INSTRUCTIONS TO FOLLOW.
Transcribe, word for word, every line from the one containing "Target: white window frame" through the final line of the records, and omit the pictures.

ROWS.

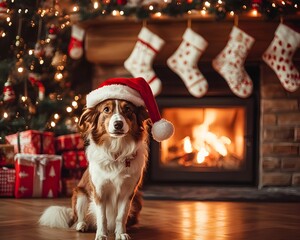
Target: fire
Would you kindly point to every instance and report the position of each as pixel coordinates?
(205, 143)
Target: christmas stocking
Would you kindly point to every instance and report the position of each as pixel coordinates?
(279, 56)
(75, 48)
(139, 63)
(184, 62)
(230, 62)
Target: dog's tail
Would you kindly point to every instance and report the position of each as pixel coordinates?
(57, 217)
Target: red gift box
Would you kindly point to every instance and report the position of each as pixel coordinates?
(7, 182)
(69, 142)
(37, 175)
(6, 154)
(74, 159)
(33, 142)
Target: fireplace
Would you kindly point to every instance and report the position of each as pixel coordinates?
(213, 141)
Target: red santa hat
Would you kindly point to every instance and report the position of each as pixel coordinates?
(138, 92)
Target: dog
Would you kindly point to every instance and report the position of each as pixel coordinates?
(106, 198)
(115, 125)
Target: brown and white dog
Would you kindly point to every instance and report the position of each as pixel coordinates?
(116, 134)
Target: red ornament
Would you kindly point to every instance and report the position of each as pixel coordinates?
(8, 92)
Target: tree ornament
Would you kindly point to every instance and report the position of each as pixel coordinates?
(39, 51)
(8, 92)
(139, 63)
(279, 56)
(3, 9)
(184, 62)
(75, 48)
(35, 79)
(230, 62)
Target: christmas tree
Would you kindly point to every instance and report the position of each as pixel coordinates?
(36, 73)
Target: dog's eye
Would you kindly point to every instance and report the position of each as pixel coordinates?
(106, 109)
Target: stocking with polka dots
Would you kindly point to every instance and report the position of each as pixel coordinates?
(279, 56)
(185, 60)
(139, 63)
(230, 62)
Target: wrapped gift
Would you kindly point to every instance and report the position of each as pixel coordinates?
(6, 154)
(69, 142)
(33, 142)
(7, 182)
(74, 159)
(37, 175)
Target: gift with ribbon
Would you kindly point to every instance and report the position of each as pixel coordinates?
(37, 175)
(7, 182)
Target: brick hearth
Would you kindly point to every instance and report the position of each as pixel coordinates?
(279, 133)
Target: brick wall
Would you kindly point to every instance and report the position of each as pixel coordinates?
(279, 132)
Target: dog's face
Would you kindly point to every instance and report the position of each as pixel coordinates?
(113, 119)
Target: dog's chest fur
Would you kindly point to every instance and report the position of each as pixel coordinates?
(110, 174)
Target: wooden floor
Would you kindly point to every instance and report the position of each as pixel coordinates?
(166, 220)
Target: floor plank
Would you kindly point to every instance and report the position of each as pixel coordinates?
(165, 220)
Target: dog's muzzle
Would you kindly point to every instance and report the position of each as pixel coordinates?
(118, 126)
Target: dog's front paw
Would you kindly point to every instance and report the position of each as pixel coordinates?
(122, 236)
(81, 227)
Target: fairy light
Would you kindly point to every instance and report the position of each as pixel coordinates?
(207, 4)
(96, 5)
(20, 70)
(52, 124)
(69, 109)
(115, 13)
(254, 13)
(75, 104)
(56, 116)
(75, 8)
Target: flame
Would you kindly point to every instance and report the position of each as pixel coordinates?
(201, 155)
(203, 139)
(187, 145)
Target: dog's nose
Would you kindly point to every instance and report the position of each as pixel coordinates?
(118, 125)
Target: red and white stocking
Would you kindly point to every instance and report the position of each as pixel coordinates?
(75, 48)
(184, 62)
(230, 62)
(8, 92)
(139, 63)
(279, 56)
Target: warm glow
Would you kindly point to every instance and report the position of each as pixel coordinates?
(254, 13)
(201, 155)
(69, 109)
(187, 145)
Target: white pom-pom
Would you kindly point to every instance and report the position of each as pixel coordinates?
(162, 130)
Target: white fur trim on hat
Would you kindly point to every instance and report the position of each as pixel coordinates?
(162, 130)
(114, 91)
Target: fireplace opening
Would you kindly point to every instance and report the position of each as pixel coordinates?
(213, 141)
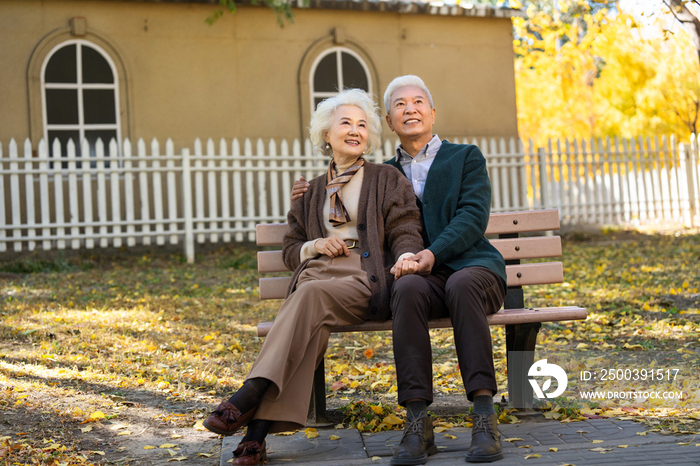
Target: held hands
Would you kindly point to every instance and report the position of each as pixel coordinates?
(404, 266)
(421, 263)
(299, 188)
(331, 247)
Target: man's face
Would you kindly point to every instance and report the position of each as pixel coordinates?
(410, 114)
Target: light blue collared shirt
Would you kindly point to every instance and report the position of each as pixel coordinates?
(416, 168)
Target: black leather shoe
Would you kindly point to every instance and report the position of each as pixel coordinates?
(486, 440)
(417, 443)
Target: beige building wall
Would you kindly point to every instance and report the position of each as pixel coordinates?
(183, 78)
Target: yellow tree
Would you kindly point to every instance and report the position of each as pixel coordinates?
(585, 73)
(556, 70)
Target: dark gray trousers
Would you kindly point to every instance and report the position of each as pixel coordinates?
(467, 296)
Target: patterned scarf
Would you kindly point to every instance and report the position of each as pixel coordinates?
(339, 214)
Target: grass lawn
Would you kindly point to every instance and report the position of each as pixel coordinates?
(93, 340)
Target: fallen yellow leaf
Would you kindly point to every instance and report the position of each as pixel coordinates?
(198, 426)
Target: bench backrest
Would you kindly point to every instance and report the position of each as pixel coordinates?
(507, 225)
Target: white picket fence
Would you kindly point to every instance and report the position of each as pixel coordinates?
(121, 197)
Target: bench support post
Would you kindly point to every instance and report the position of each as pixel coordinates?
(317, 406)
(521, 338)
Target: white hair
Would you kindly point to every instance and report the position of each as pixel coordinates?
(323, 119)
(403, 81)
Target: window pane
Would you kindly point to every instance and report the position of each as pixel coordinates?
(63, 137)
(62, 66)
(326, 76)
(62, 106)
(106, 135)
(98, 106)
(353, 73)
(95, 67)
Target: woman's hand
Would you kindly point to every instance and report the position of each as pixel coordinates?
(404, 267)
(331, 247)
(299, 188)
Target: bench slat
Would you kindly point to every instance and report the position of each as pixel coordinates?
(527, 248)
(530, 274)
(503, 317)
(271, 234)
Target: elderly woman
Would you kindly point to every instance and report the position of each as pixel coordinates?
(346, 237)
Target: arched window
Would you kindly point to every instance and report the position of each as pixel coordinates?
(335, 69)
(80, 96)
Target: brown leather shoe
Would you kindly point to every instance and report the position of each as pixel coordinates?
(417, 443)
(486, 440)
(249, 453)
(227, 419)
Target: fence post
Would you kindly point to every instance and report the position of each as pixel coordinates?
(187, 205)
(686, 160)
(542, 159)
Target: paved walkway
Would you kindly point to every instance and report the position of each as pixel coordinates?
(573, 441)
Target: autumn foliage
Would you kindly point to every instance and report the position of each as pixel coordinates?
(583, 72)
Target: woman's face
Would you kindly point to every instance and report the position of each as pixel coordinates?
(348, 134)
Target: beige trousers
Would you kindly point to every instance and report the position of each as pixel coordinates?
(329, 292)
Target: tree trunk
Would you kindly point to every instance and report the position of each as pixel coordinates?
(689, 21)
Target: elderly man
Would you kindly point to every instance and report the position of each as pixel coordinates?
(462, 275)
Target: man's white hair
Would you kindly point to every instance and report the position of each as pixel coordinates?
(403, 81)
(323, 119)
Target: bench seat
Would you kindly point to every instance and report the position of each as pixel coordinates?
(502, 317)
(522, 323)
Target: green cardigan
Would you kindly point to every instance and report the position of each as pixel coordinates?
(456, 207)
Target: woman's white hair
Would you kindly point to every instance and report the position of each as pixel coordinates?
(323, 119)
(403, 81)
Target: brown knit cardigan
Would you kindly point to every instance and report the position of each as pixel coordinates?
(388, 226)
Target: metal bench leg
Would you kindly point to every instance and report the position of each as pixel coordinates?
(521, 338)
(317, 406)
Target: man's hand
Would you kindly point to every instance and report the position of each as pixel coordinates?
(332, 247)
(299, 188)
(404, 267)
(425, 260)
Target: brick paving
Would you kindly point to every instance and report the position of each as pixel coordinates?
(573, 441)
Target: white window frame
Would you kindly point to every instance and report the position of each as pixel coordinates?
(81, 126)
(339, 63)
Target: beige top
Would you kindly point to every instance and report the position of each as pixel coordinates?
(351, 198)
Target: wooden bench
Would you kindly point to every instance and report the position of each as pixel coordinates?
(522, 324)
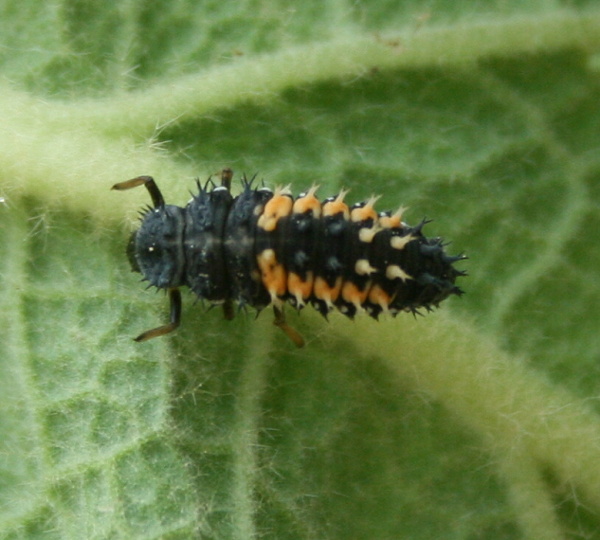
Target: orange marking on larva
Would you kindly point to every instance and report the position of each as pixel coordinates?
(280, 205)
(308, 203)
(394, 221)
(366, 234)
(299, 288)
(365, 212)
(273, 274)
(337, 206)
(323, 291)
(353, 295)
(379, 297)
(399, 242)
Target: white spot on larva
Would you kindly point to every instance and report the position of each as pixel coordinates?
(363, 267)
(393, 271)
(399, 242)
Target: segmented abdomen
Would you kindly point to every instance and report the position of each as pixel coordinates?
(262, 247)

RESULT BELOW.
Target: white window frame
Would you kindly point to every instance and report the position of each as pixel coordinates?
(81, 126)
(339, 63)
Target: beige top
Would you kindly point to every instance and report the position of each as pixel coordinates?
(351, 198)
Target: wooden bench
Would you kindly point to every instance and report the position of each as pixel coordinates?
(522, 324)
Target: orange marking on larva
Would you kindly point to every instance and report the position of each as pixel coordinates?
(280, 205)
(308, 203)
(394, 221)
(366, 234)
(299, 288)
(365, 212)
(273, 274)
(337, 206)
(323, 291)
(353, 295)
(379, 297)
(399, 242)
Target: white spot on larva
Would you kindly point to every instance and report the position of each as pixel coordinates?
(363, 267)
(393, 271)
(399, 242)
Target: segmented abdomen
Would you kindly point to every instance and report the position of each as pixel coordinates?
(262, 247)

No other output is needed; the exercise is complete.